» **DATA TO USE**
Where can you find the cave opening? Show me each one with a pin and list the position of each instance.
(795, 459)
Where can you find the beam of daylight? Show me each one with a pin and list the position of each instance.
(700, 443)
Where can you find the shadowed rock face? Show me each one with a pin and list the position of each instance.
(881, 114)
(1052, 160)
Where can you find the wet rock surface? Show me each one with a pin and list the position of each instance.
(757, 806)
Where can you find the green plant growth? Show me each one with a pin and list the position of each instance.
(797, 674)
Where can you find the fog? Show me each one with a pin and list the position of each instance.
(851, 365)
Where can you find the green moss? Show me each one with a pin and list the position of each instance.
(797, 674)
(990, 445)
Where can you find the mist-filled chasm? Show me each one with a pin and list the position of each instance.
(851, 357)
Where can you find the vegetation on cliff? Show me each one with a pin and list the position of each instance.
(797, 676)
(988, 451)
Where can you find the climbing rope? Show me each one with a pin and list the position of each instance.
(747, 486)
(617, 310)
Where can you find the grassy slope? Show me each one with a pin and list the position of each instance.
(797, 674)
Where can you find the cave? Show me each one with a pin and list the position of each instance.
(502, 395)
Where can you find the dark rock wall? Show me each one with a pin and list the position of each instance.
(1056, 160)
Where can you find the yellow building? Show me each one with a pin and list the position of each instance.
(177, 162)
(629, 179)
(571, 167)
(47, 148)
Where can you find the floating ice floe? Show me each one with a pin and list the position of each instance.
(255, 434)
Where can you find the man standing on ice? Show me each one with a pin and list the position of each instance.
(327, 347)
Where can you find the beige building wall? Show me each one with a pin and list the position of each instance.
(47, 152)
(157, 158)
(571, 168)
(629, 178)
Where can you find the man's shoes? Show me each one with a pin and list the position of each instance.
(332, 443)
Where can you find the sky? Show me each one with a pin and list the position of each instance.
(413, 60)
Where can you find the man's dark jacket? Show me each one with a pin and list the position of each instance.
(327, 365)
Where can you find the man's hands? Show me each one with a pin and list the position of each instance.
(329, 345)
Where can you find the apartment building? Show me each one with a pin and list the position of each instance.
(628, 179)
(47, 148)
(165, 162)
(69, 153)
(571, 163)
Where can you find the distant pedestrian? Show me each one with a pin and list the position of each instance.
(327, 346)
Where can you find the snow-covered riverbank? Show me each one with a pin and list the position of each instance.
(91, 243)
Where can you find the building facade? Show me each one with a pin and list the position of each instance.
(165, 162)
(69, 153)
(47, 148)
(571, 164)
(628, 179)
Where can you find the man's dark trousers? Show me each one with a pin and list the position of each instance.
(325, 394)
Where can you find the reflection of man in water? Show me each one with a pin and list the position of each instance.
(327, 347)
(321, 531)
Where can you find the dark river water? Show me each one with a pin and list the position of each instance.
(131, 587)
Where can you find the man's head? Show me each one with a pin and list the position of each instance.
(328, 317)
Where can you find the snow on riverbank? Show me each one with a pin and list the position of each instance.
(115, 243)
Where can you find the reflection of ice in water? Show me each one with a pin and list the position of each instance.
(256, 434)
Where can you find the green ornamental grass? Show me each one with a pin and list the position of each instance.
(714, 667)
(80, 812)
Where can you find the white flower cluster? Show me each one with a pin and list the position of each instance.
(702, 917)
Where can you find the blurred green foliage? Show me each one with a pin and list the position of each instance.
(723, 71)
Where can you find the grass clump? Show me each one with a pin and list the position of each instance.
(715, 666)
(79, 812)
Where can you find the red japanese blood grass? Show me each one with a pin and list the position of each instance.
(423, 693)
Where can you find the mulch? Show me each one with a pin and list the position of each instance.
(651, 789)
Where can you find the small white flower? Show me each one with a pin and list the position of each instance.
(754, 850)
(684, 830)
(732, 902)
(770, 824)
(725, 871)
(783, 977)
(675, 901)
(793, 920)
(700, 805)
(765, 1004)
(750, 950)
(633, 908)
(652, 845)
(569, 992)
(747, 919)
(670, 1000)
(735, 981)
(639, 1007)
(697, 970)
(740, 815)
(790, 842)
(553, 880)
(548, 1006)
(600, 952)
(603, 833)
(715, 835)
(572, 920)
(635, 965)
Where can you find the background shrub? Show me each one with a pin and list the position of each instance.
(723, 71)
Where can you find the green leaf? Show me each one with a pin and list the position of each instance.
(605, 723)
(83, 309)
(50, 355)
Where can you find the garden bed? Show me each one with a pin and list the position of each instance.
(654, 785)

» **YOUR OBJECTIVE**
Transcribe the items verbatim from the start through the line containing "(1056, 160)".

» **OUTPUT OF THE EXERCISE**
Where can you find the cave opening? Show me each one with a pin and list the position of each instance.
(795, 459)
Where can you find the beam of daylight? Show me each one with a pin and list the position of each instance.
(700, 443)
Where can you find the shadowed rock face? Show me each one with a pin and list the position of each instance.
(881, 114)
(1052, 160)
Where can you find the wet rock surface? Show me each one with a pin and list the position of each instance.
(757, 806)
Where can you find the green plant growth? Show me each one with a pin and list the position of each instance.
(797, 674)
Where can you find the fog? Show me each one with a pin and list the position of each instance.
(851, 365)
Where can you find the green moss? Show me each one with a pin and list the position of each instance.
(797, 674)
(990, 445)
Where can you find the mist-filled chasm? Show me each one with a pin and list the position of each instance.
(851, 357)
Where can you find the vegetation on cliff? Show me each one with a pin and list the position of each instance.
(797, 676)
(988, 451)
Where can you find the climbing rope? Show me each one with a pin and list the position of each instance.
(747, 486)
(617, 310)
Where can you find the grassy slope? Show me each one with a pin and list the position of each instance.
(797, 674)
Where can you find the cave? Show me each one with a pin and list the position of each instance.
(502, 395)
Where can you find the dark rock wall? Show me each one with a pin and list the position of each instance.
(1056, 160)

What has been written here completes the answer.